Pull out every line of the rows below that contains the word "parked", copying each line in full.

▶

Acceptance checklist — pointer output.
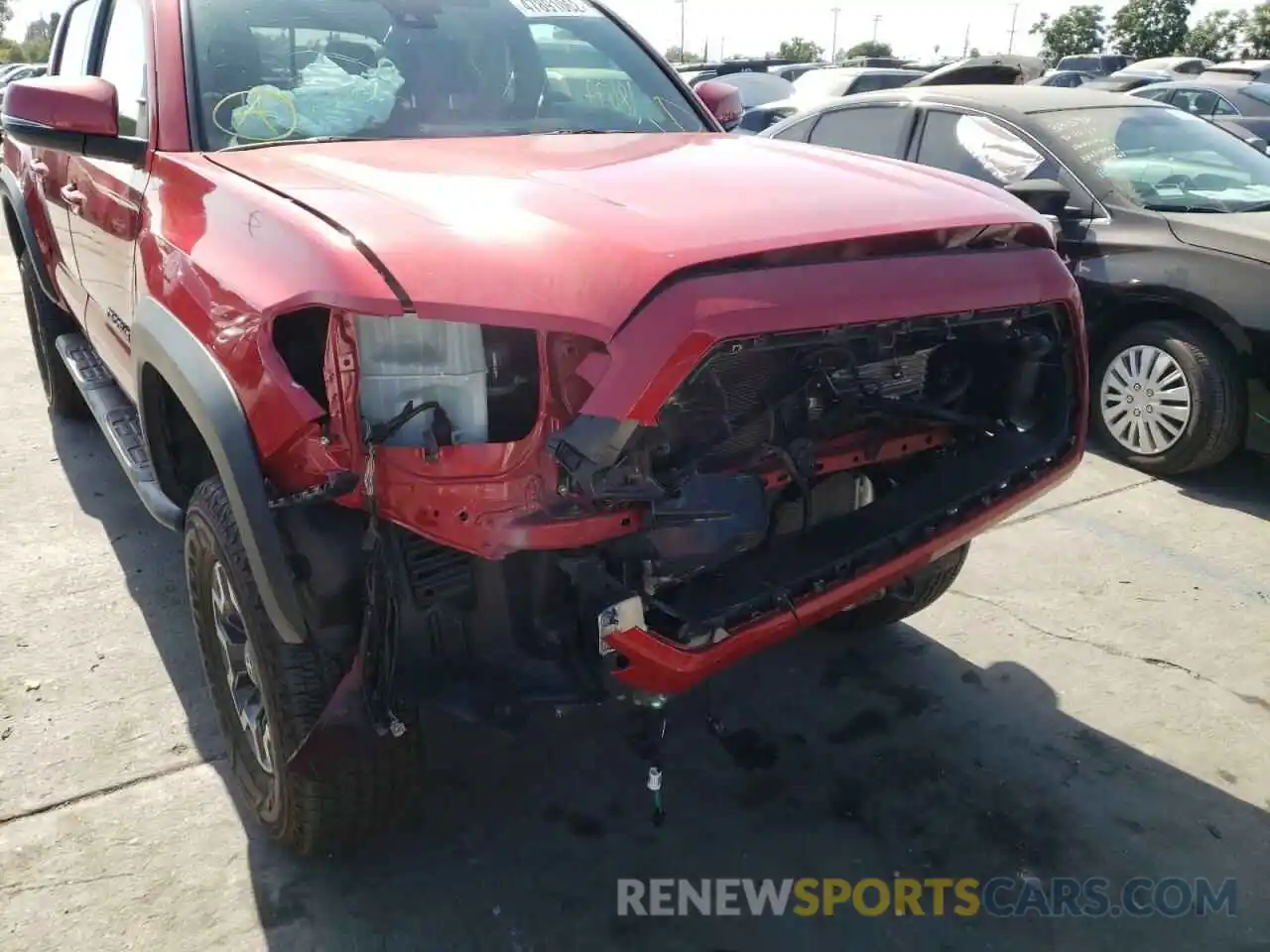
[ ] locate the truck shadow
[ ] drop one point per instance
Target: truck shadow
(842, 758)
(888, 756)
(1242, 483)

◀
▶

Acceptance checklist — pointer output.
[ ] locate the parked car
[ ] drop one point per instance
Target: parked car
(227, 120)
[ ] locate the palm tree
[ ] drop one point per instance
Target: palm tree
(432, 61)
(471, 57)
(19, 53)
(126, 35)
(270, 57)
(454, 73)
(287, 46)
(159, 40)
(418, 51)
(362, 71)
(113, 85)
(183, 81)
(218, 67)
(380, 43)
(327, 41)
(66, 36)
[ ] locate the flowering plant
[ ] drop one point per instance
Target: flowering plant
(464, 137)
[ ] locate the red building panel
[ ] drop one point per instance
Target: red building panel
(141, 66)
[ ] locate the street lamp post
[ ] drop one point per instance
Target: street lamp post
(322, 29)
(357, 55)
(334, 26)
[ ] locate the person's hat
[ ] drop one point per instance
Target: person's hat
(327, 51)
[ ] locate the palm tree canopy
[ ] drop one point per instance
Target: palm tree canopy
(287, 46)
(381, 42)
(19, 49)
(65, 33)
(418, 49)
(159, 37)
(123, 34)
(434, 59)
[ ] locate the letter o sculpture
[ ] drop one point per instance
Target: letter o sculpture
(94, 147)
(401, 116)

◀

◆ **Finished task**:
[ ] locate the parked car
Target: parked car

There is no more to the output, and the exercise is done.